### AIM
Change every "the class" in the records below to "the students", leaving the rest of each record unchanged.

### GIVEN INFORMATION
========================================

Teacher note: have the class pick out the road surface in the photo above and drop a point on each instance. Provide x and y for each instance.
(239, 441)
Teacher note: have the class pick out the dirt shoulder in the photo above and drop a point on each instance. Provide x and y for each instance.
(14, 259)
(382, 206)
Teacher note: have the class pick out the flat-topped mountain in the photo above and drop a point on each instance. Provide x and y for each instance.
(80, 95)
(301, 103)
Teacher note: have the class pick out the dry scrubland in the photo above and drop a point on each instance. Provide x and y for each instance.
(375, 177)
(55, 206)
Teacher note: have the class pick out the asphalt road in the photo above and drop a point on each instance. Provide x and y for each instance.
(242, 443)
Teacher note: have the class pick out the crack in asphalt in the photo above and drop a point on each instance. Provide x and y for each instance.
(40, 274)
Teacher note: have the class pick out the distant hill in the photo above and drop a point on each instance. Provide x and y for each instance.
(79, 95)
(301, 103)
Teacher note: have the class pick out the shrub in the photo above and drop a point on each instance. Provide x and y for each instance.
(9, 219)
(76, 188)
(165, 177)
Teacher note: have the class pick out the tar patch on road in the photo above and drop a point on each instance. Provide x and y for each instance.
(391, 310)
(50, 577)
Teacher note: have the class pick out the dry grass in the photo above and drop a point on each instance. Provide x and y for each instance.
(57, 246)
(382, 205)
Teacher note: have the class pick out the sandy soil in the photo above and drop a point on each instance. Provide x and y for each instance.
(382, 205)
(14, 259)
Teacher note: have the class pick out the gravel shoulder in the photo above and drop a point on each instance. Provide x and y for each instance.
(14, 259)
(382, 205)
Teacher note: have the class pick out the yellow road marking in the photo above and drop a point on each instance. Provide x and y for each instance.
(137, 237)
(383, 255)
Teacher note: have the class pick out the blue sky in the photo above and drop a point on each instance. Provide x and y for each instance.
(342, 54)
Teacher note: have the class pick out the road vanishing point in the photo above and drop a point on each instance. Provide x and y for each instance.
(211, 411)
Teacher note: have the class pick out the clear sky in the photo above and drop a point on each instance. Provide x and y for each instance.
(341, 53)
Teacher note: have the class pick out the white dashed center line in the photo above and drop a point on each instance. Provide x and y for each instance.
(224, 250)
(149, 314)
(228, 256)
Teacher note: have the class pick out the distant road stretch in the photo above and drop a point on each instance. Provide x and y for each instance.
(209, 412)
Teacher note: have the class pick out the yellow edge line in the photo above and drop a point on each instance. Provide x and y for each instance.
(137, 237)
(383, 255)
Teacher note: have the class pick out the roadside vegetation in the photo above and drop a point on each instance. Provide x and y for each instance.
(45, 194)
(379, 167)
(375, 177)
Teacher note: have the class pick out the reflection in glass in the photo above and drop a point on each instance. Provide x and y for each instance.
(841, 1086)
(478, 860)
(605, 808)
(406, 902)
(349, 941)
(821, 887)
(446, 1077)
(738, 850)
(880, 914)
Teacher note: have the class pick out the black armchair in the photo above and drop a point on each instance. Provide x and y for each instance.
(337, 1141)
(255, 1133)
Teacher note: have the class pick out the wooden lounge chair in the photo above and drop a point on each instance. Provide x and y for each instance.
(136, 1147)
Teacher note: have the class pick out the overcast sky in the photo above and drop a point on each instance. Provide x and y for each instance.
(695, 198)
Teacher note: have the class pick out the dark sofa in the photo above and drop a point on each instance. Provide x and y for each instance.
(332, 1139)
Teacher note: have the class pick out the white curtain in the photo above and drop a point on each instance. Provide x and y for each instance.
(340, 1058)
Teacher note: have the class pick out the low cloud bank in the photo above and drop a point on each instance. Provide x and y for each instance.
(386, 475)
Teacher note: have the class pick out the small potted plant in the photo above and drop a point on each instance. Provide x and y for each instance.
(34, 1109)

========================================

### OUTPUT FOR THIS TASK
Teacher note: have the students pick out the road surface in the photo above and drop a point on each instance. Provide x and y for each instance.
(239, 441)
Teacher note: have the students pick out the dirt shoulder in the photo above and drop a point on each instance. Provide x and y for each instance.
(14, 259)
(382, 206)
Teacher note: have the students pick out the flat-topped mountain in the photo above and drop a point on each instance. Provide x and y for each instance.
(80, 95)
(301, 103)
Teacher note: have the students pick out the dry scrubland in the photo above and drop a point on each instance. Provide x and y for each instance.
(375, 177)
(55, 206)
Teacher note: have the students pick out the asphalt road in the photo above and drop a point on each instance. Provide x and y for each instance.
(242, 443)
Teacher note: have the students pick out the crack in asphalt in the photo above and drop a point on each instance. Provide x and y for each instance.
(40, 274)
Teacher note: have the students pick out the distant hill in the photo above and drop a point on each instance. Provide x and y for each instance.
(79, 95)
(301, 103)
Teacher note: have the students pick out the shrub in the photo above and drop a point on each instance. Provide x and y for each instance.
(9, 219)
(76, 188)
(165, 177)
Teacher note: have the students pick out the tar patch on road in the photo above and drop a point on each instance. Provide x and y for each instance.
(391, 310)
(50, 577)
Teacher note: have the students pick out the dry grass in the photo above and drop a point on each instance. Provide x and y for each instance.
(57, 246)
(382, 205)
Teacher note: have the students pick out the sandy soil in the photo above and drop a point on each instance. Provide x and y for each instance.
(382, 205)
(14, 259)
Teacher note: have the students pick out the gravel shoulder in the photo above and drop a point on each instance. Provide x and y for each instance.
(14, 259)
(382, 205)
Teacher note: have the students pick out the yellow road marking in the photo above and drop a point on each instance. Provide x and y for each instance.
(137, 237)
(383, 255)
Teacher note: have the students pick out the blue sky in the photo above and drop a point on each instance. Provide x and y for each instance.
(342, 54)
Teacher note: have the students pick out the road vanishing point in the photo above and drop a point on each instance. Provide x and y for each instance.
(211, 411)
Teacher note: have the students pick out the clear sky in the photo above and drop a point on each instance. Provide x and y for each instance.
(341, 53)
Teacher note: have the students pick out the white dashed center line in the photo above and drop a point on each instance. Provide x and y for each instance.
(224, 250)
(149, 314)
(228, 256)
Teacher note: have the students pick out the distant road stretch in the photo above and drop a point on each instance. Provide x and y for each instance.
(209, 412)
Teacher note: have the students pick out the yellow edge line in the photo above and drop a point on each instance. Provide x and y for each instance.
(137, 237)
(383, 255)
Teacher note: have the students pick out the roadside vegetation in the photo above and drop a point on each instance. Provide x and y for each instance.
(45, 194)
(379, 167)
(375, 177)
Teacher note: have the students pick out the reflection in glass in the photo above and drop a point on each instance. Provide x and y for each instance.
(841, 1086)
(478, 860)
(605, 808)
(406, 902)
(349, 941)
(821, 887)
(446, 1077)
(738, 850)
(880, 914)
Teacher note: have the students pick out the black armchair in the photo above and drop a point on each instance. Provide x and y for each instance.
(337, 1141)
(255, 1133)
Teacher note: have the students pick out the wooden lounge chair in the photo above and drop a point on each instance. Provide x and y for each instance.
(136, 1147)
Teacher note: have the students pick out the overcast sky in the photo above and drop a point on each instance. Provide x and y for each instance.
(695, 198)
Teacher note: have the students pick out the dark sofa in the photo above and drop a point on each instance. Provide x and y for each instance.
(332, 1139)
Teacher note: have the students pick out the white curtain in the photo above and drop a point on each instance. Provide x and y for each instance.
(340, 1058)
Teacher note: have the students pick out the low cloud bank in the photo above and drop a point on each instance. Provide x and y for each instance.
(386, 475)
Teacher note: have the students pick out the small potted plant in the photo above and drop a point on each instance. Provide x and y for each instance.
(34, 1109)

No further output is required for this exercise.